(SHORT EXERCISE) Render the lines of the items below, from the line containing "Point out the chest" through the end of the items, as a numbered list, leaving out any blank lines.

(Stored data)
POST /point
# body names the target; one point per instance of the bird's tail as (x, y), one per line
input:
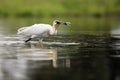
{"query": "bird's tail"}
(19, 31)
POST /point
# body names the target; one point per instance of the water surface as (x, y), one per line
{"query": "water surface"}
(84, 51)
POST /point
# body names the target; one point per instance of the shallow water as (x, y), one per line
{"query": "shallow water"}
(73, 54)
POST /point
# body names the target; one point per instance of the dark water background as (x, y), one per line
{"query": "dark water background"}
(84, 51)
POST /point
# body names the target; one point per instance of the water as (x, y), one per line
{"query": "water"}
(78, 52)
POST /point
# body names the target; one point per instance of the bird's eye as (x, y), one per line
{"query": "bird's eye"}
(65, 23)
(58, 22)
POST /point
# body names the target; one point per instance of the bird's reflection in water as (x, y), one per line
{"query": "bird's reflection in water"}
(27, 58)
(34, 52)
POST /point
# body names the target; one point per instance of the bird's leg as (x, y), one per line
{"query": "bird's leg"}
(28, 40)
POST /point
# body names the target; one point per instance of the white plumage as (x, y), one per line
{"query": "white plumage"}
(40, 30)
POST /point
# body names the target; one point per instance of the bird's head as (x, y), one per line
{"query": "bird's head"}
(57, 23)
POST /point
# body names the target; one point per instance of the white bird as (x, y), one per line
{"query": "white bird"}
(41, 30)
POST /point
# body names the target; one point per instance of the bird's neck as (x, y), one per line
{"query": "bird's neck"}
(56, 26)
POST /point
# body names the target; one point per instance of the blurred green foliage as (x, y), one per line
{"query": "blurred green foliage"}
(29, 8)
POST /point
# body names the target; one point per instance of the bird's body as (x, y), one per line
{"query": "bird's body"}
(39, 30)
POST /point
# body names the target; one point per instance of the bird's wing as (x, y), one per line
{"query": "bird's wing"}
(20, 30)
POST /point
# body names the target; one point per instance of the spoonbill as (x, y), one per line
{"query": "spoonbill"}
(40, 31)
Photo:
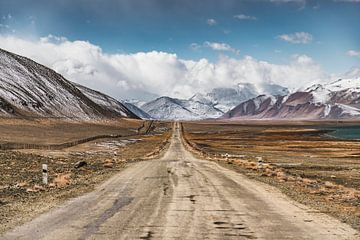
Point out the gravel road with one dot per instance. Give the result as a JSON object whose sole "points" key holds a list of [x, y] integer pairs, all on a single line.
{"points": [[181, 197]]}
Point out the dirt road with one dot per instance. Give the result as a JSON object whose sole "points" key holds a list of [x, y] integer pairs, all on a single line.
{"points": [[181, 197]]}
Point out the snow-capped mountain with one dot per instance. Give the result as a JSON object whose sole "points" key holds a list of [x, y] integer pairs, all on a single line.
{"points": [[336, 100], [227, 98], [209, 105], [30, 89], [172, 108]]}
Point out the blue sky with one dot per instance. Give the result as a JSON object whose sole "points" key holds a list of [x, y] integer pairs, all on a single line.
{"points": [[267, 30]]}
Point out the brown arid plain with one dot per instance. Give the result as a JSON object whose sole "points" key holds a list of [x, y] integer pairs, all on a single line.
{"points": [[79, 155], [297, 157]]}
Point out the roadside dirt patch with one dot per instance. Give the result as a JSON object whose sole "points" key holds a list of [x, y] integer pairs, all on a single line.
{"points": [[22, 194], [299, 159]]}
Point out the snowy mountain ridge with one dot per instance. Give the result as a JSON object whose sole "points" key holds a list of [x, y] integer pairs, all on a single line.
{"points": [[31, 89]]}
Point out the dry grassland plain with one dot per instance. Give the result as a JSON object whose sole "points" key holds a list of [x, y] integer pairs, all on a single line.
{"points": [[22, 194], [297, 157]]}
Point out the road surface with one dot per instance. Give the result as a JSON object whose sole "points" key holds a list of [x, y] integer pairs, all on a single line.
{"points": [[181, 197]]}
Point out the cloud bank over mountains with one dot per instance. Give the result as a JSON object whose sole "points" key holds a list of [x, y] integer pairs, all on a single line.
{"points": [[144, 75]]}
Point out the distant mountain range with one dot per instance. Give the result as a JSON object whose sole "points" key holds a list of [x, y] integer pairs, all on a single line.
{"points": [[337, 100], [28, 89], [207, 106]]}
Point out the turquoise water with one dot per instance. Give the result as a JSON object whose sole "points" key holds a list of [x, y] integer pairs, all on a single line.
{"points": [[344, 132]]}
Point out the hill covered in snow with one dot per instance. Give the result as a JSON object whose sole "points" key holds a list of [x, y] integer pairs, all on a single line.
{"points": [[33, 90]]}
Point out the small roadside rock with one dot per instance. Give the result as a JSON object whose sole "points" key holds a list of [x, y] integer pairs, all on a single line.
{"points": [[108, 165], [80, 164]]}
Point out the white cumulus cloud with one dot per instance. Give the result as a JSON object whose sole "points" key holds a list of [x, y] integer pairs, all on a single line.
{"points": [[144, 74], [221, 47], [353, 53], [244, 17], [298, 37], [211, 22]]}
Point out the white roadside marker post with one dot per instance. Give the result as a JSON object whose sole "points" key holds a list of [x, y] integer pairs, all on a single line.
{"points": [[45, 174]]}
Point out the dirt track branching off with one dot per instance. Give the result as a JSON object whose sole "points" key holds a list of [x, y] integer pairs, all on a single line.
{"points": [[22, 194]]}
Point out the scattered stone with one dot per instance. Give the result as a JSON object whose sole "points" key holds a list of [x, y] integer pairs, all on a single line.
{"points": [[39, 188], [80, 164], [31, 190], [108, 165], [62, 180]]}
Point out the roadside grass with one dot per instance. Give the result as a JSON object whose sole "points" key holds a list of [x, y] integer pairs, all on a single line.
{"points": [[22, 195], [300, 160]]}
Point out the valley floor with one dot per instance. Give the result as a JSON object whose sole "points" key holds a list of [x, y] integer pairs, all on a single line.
{"points": [[299, 158], [22, 195], [179, 196]]}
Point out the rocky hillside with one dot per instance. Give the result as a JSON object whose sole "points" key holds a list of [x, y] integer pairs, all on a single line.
{"points": [[29, 89]]}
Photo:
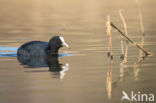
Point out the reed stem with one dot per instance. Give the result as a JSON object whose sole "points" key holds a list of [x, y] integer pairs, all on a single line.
{"points": [[137, 45]]}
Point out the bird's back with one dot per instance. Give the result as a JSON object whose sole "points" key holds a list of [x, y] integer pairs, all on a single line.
{"points": [[33, 48]]}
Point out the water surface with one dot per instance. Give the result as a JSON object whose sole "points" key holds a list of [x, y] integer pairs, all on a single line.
{"points": [[91, 77]]}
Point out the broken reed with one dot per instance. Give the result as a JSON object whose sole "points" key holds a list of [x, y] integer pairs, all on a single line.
{"points": [[126, 32], [135, 44], [109, 38], [140, 18]]}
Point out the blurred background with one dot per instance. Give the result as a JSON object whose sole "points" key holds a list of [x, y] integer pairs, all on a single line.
{"points": [[91, 76]]}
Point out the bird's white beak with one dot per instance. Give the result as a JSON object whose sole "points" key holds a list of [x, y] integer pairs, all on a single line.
{"points": [[63, 42]]}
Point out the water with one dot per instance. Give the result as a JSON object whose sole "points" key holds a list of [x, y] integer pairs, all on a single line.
{"points": [[88, 75]]}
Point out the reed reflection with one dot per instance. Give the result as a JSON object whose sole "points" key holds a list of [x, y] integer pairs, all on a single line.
{"points": [[109, 78], [52, 62]]}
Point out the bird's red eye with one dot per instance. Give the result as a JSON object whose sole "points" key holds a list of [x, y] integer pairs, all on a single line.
{"points": [[59, 41]]}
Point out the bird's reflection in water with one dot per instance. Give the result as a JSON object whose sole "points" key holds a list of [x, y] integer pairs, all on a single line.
{"points": [[58, 70]]}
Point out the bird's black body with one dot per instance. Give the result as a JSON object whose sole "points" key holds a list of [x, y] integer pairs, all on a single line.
{"points": [[40, 48]]}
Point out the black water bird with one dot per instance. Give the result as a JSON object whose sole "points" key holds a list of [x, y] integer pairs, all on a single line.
{"points": [[41, 49]]}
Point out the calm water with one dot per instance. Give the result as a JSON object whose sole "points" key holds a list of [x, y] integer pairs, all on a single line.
{"points": [[88, 75]]}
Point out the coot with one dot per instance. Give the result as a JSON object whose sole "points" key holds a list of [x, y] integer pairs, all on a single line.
{"points": [[41, 49]]}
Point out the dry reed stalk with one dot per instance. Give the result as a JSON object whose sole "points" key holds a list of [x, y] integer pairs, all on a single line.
{"points": [[126, 32], [109, 38], [135, 44]]}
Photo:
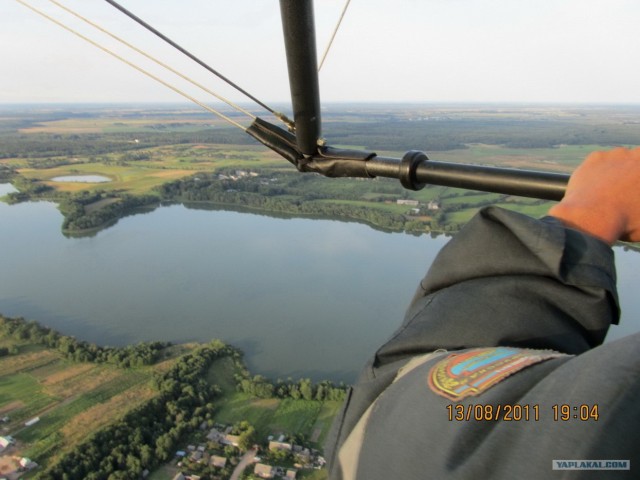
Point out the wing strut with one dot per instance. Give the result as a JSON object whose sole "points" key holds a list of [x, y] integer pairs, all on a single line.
{"points": [[298, 27], [414, 169]]}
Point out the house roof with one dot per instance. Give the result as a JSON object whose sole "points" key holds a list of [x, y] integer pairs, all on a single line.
{"points": [[265, 471]]}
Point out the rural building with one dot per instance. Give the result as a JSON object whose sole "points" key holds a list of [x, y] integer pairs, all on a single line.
{"points": [[263, 471], [33, 421], [233, 440], [273, 445], [404, 201], [217, 461], [214, 435]]}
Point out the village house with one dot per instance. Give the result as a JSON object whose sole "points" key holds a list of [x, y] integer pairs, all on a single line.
{"points": [[217, 461], [264, 471], [404, 201], [233, 440], [4, 443], [275, 445]]}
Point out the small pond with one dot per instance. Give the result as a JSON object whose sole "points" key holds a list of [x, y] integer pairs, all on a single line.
{"points": [[82, 179]]}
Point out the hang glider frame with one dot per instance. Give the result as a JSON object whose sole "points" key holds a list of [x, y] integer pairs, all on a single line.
{"points": [[305, 149]]}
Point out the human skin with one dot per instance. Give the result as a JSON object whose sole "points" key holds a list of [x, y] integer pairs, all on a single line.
{"points": [[603, 196]]}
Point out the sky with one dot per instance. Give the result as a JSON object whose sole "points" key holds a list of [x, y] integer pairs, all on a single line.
{"points": [[567, 51]]}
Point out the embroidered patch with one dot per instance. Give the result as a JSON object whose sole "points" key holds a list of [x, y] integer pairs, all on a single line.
{"points": [[467, 374]]}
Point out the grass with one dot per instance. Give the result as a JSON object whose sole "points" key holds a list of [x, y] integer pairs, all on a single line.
{"points": [[71, 399], [273, 415]]}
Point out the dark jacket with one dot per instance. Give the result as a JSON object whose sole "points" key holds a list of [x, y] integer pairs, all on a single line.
{"points": [[545, 295]]}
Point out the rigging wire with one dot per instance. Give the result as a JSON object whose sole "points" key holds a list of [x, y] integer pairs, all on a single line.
{"points": [[153, 59], [335, 31], [137, 19], [131, 64]]}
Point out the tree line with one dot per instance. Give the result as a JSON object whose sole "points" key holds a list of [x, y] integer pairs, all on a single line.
{"points": [[149, 434], [302, 389], [275, 199], [78, 216], [146, 353]]}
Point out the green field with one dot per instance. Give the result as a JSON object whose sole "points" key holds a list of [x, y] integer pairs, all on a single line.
{"points": [[71, 399], [309, 419], [142, 151]]}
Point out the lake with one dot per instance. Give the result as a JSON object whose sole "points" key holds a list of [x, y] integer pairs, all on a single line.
{"points": [[300, 297]]}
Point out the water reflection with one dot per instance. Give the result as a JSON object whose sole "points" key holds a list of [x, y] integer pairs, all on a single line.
{"points": [[301, 297]]}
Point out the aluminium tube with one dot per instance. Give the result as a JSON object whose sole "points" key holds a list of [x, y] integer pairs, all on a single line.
{"points": [[507, 181], [300, 43]]}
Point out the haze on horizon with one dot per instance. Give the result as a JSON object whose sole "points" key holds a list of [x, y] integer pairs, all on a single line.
{"points": [[534, 51]]}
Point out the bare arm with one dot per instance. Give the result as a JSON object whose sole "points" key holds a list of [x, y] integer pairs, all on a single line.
{"points": [[603, 196]]}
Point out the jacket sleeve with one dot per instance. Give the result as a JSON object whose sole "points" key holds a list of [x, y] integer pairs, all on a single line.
{"points": [[505, 280]]}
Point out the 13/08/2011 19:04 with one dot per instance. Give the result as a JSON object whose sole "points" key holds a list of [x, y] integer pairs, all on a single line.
{"points": [[517, 412]]}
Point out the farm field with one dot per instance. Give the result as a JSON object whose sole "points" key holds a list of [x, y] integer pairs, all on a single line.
{"points": [[142, 150], [69, 399]]}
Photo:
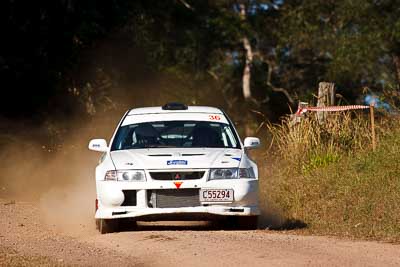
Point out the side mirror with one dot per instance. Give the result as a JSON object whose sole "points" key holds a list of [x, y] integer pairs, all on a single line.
{"points": [[251, 142], [98, 145]]}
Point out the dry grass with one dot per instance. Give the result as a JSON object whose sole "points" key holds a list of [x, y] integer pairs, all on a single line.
{"points": [[326, 176]]}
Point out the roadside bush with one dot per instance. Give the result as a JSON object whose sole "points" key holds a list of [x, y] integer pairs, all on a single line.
{"points": [[327, 175]]}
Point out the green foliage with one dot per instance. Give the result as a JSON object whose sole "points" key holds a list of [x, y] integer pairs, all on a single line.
{"points": [[351, 193]]}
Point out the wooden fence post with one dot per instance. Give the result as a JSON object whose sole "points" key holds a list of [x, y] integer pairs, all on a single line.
{"points": [[372, 115], [326, 97]]}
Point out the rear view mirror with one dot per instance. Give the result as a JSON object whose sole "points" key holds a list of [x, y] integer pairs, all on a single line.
{"points": [[251, 142], [98, 145]]}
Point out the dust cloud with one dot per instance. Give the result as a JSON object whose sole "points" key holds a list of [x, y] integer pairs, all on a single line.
{"points": [[60, 178]]}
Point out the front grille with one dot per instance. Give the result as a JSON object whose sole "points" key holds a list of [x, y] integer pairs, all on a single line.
{"points": [[130, 198], [174, 198], [177, 175]]}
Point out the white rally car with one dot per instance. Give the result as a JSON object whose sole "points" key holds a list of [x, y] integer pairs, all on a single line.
{"points": [[175, 162]]}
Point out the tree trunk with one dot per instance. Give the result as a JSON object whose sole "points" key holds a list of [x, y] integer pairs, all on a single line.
{"points": [[246, 78], [396, 61], [326, 97]]}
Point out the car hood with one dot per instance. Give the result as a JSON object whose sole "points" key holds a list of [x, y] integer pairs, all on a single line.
{"points": [[176, 158]]}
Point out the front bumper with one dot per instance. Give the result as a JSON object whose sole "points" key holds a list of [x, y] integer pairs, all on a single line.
{"points": [[110, 197]]}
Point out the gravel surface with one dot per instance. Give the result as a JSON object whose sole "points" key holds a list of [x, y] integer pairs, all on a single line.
{"points": [[27, 240]]}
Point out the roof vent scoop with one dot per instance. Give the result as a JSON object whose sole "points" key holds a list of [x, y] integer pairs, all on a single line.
{"points": [[174, 106]]}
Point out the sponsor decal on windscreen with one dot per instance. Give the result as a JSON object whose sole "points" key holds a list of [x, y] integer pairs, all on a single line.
{"points": [[176, 162]]}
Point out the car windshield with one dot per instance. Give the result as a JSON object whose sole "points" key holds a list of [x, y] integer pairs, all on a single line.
{"points": [[175, 134]]}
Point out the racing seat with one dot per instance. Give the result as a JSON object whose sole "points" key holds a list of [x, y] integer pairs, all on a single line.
{"points": [[204, 136]]}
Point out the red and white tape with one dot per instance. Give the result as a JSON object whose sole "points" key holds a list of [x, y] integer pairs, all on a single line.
{"points": [[302, 110]]}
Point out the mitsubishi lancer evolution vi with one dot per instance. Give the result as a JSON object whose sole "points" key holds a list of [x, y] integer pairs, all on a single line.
{"points": [[176, 162]]}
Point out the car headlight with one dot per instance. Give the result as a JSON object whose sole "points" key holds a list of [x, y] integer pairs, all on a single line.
{"points": [[126, 176], [231, 173]]}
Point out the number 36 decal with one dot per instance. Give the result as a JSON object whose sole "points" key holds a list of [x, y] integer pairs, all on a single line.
{"points": [[214, 117]]}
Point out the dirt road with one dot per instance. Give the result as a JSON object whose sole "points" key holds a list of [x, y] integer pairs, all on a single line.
{"points": [[26, 240]]}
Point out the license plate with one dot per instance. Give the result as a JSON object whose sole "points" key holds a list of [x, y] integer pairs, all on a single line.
{"points": [[216, 195]]}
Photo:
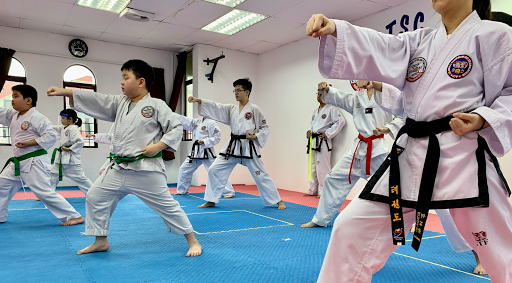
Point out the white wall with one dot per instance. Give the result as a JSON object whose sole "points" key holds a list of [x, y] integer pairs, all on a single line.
{"points": [[46, 56], [236, 65], [288, 77]]}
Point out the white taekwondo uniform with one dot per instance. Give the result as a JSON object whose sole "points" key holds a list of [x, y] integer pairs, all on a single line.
{"points": [[239, 150], [70, 137], [469, 71], [360, 161], [327, 120], [148, 122], [207, 131], [34, 171]]}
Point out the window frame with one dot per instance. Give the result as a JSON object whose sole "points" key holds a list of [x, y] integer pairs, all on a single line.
{"points": [[83, 86], [17, 79]]}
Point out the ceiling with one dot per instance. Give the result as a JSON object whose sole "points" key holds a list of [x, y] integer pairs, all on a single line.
{"points": [[177, 23]]}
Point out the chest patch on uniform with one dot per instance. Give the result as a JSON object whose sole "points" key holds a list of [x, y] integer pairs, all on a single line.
{"points": [[460, 67], [24, 125], [148, 111], [354, 86], [417, 66]]}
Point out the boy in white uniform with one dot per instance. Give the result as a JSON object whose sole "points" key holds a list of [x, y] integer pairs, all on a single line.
{"points": [[366, 154], [207, 135], [31, 134], [66, 158], [325, 124], [249, 132], [136, 165], [456, 83]]}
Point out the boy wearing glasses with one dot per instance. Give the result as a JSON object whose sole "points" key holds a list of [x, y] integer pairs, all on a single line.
{"points": [[249, 132]]}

(RESULT)
1. Point out the chest patch on uniform with one dot per instance. Give the result as a JSON object whose sole "points" key holds a list of [x, y] integer pairs, all on a single line.
2. {"points": [[460, 67], [24, 125], [148, 111], [354, 86], [417, 66]]}
3. Point out the boy in white uniform with one dot per instance. Give the result as a JSON object whose sole "points" key holds a list of [x, y] integer pairs, all on a single line.
4. {"points": [[366, 154], [207, 135], [31, 134], [66, 158], [325, 124], [249, 132], [136, 165], [456, 83]]}
5. Point out the boy wearing glasses with one dot per instance. Give the result as a JSON object whose sole "points" key holds a list of [x, y] integer pairs, all on a single line.
6. {"points": [[249, 132]]}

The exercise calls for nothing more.